▸ Page text
Fig. 5: Overview of iMap [1], the Pioneering Approach in Neural Implicit-based SLAM. (Left) The illustration depicts two concurrent processes: *tracking*, optimizing the current frame’s pose within the locked network; *mapping*, jointly refining the network and camera poses of selected keyframes. (Right) Jointly optimizing scene network parameters and camera poses for keyframes using differentiable rendering functions. Figure from [1].

### A. RGB-D SLAM Approaches

Here we focus on dense SLAM techniques using RGB-D cameras that capture both color images and per-pixel depth information of the environment. These techniques fall into distinct categories: NeRF-style SLAM solutions (III-A1) and alternatives based on the 3D Gaussian Splatting representation (III-A2). Specialized solutions derived from both approaches include submap-based SLAM methods for large scenes (III-A3), frameworks that address semantics (III-A4), and those tailored for dynamic scenarios (III-A5). Within this classification, some techniques assess reliability through uncertainty (III-A6), while others explore the integration of additional sensors like event-based cameras (III-A7).

▸ Collected material
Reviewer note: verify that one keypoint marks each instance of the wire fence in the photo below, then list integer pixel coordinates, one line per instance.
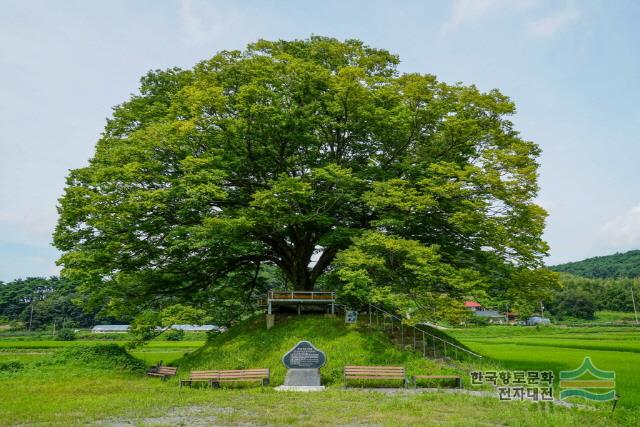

▸ Set problem A
Answer these questions about the SLAM page text, one per line, marking each answer (i), (ii) or (iii) to match its question:
(i) What two concurrent processes does the iMap illustration depict?
(ii) What two kinds of information do the cameras used by the RGB-D SLAM approaches capture?
(iii) Which subsection covers methods tailored for dynamic scenarios?
▸ Set problem B
List every subsection label that the SLAM page text cites, along with the topic it covers.

▸ Complete response A
(i) Tracking and mapping.
(ii) Color images and per-pixel depth information.
(iii) III-A5.

▸ Complete response B
- III-A1: NeRF-style SLAM solutions
- III-A2: alternatives based on the 3D Gaussian Splatting representation
- III-A3: submap-based SLAM methods for large scenes
- III-A4: frameworks that address semantics
- III-A5: methods tailored for dynamic scenarios
- III-A6: techniques that assess reliability through uncertainty
- III-A7: integration of additional sensors like event-based cameras